── Provided entries
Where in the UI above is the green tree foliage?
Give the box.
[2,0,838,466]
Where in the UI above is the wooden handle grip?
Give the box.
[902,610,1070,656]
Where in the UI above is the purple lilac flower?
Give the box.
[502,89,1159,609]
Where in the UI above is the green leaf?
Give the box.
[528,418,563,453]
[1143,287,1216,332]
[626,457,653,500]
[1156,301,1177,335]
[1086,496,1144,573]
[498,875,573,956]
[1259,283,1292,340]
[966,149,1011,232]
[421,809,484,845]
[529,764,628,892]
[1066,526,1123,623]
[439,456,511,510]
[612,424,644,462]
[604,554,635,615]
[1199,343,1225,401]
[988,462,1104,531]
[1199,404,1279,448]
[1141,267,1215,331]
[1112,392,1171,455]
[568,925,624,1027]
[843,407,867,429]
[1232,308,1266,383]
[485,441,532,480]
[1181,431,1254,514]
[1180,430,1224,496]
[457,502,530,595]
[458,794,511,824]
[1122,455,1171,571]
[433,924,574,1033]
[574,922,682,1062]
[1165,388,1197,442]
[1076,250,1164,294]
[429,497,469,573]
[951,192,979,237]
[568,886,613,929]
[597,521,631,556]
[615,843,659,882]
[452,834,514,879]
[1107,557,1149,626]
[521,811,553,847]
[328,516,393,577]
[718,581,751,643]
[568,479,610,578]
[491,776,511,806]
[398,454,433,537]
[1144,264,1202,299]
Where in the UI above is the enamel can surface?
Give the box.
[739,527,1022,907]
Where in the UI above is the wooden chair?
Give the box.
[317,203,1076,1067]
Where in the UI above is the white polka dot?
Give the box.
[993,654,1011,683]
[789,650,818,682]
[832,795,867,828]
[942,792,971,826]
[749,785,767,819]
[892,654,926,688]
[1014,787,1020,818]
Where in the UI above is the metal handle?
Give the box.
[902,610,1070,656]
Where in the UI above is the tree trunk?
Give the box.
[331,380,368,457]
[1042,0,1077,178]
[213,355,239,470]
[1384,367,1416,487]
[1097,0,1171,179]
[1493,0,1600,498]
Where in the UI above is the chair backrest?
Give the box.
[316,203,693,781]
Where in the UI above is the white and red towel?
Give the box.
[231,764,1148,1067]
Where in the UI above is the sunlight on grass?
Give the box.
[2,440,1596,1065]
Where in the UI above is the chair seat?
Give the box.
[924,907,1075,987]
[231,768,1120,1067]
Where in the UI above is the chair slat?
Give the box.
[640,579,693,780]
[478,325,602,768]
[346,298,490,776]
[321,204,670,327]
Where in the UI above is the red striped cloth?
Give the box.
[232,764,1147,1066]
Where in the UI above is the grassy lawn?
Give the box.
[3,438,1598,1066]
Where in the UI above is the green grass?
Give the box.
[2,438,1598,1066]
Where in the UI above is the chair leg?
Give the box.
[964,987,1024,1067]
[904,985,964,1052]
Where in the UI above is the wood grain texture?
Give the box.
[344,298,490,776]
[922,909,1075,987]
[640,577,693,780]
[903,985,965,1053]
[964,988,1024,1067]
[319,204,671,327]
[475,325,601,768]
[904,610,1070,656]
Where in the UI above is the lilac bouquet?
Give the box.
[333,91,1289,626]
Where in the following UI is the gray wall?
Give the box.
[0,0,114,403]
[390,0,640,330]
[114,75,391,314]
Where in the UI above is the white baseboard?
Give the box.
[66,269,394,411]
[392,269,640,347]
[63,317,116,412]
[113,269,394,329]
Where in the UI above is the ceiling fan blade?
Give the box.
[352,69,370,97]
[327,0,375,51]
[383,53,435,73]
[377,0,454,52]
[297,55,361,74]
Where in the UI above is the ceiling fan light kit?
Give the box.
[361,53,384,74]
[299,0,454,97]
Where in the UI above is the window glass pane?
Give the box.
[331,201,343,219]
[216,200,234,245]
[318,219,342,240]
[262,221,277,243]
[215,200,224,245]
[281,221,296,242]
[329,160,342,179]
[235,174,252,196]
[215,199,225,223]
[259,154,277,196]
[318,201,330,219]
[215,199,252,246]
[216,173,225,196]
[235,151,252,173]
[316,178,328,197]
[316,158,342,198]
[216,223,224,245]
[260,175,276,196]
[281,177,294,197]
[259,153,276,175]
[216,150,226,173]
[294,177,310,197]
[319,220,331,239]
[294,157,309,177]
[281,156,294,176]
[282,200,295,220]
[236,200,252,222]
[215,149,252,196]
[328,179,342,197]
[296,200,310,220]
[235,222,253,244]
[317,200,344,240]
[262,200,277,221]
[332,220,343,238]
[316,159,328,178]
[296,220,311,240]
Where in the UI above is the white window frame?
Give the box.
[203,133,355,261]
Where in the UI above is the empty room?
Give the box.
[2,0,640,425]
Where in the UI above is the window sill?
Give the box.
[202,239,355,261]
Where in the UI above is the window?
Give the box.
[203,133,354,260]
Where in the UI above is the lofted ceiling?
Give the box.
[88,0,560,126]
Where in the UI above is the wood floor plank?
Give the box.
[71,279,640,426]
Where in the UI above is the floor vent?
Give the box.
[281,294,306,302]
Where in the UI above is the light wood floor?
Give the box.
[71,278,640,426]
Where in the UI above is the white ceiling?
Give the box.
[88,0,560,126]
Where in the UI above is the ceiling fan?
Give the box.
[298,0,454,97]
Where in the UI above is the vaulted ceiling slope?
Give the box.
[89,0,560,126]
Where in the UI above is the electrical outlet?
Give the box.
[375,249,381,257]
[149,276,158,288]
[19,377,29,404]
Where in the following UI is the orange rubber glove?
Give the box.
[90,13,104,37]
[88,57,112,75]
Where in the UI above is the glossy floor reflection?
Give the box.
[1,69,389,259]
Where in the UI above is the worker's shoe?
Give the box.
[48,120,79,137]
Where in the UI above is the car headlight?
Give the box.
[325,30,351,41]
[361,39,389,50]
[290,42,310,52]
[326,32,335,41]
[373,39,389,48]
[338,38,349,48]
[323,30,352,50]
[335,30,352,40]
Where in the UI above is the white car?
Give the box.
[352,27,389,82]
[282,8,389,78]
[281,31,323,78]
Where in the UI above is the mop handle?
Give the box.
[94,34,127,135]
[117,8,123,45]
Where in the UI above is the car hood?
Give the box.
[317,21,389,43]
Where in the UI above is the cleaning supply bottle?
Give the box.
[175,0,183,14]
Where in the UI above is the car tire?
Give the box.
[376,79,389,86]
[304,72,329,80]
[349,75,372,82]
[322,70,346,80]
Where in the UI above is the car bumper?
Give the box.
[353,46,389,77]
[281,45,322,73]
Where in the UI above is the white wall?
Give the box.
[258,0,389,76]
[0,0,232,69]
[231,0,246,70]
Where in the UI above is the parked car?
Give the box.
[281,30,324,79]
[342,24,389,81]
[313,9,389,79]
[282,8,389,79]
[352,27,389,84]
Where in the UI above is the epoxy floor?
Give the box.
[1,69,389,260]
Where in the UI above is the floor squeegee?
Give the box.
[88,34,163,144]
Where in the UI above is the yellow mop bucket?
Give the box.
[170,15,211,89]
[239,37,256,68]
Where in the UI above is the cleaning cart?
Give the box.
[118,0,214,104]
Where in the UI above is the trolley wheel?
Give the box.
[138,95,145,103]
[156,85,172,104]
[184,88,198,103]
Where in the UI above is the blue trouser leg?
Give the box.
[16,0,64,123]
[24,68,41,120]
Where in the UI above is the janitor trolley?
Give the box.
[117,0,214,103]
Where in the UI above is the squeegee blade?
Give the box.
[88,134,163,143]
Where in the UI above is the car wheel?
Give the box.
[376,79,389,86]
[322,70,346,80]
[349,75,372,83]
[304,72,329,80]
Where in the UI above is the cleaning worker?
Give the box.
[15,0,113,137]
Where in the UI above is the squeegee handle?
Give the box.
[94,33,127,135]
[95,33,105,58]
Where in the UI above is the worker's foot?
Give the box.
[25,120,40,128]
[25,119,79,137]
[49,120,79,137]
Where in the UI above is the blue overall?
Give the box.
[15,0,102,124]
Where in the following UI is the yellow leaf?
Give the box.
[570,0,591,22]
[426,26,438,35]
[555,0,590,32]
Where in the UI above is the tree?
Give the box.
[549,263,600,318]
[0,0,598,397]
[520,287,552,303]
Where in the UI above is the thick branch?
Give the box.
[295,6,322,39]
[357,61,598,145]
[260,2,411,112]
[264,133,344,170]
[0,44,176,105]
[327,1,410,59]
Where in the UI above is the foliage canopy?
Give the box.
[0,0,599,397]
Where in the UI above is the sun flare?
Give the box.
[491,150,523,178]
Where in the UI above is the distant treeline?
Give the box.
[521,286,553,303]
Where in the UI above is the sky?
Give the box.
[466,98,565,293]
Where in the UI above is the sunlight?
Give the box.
────
__What is needed__:
Output each line exactly, from the first line of the data down to the line that contains "Where in the UI above is the enamel", both included.

__Solution to the exercise__:
Where in the UI above is the green tree foliage?
Give the box.
[2,0,838,466]
Where in the UI above is the wooden handle grip?
Give the box.
[902,610,1070,656]
Where in the UI above is the purple lilac flower?
Give the box.
[502,89,1159,609]
Where in the UI above is the green leaf?
Give the box.
[528,418,563,453]
[1143,287,1216,332]
[626,457,653,500]
[1156,301,1177,335]
[1086,496,1144,573]
[498,875,573,956]
[1259,283,1292,340]
[966,149,1011,232]
[421,809,484,845]
[529,764,628,892]
[1066,526,1123,623]
[439,456,511,510]
[612,424,644,462]
[604,554,635,615]
[1199,343,1225,401]
[988,462,1104,531]
[1199,404,1279,448]
[1141,267,1215,331]
[1112,392,1171,455]
[568,925,624,1027]
[843,407,867,429]
[1232,308,1266,383]
[485,441,532,480]
[1181,431,1254,514]
[1180,430,1224,496]
[457,502,530,595]
[458,794,511,824]
[1122,455,1171,571]
[433,924,574,1033]
[574,922,682,1062]
[1165,388,1197,442]
[1076,250,1164,294]
[429,497,469,573]
[951,192,979,237]
[568,886,613,929]
[597,521,631,556]
[615,843,659,882]
[452,834,514,879]
[1107,557,1149,626]
[521,811,553,847]
[328,516,393,577]
[718,581,751,643]
[568,479,610,578]
[491,776,511,806]
[398,454,433,537]
[1144,264,1202,299]
Where in the UI above is the enamel can surface?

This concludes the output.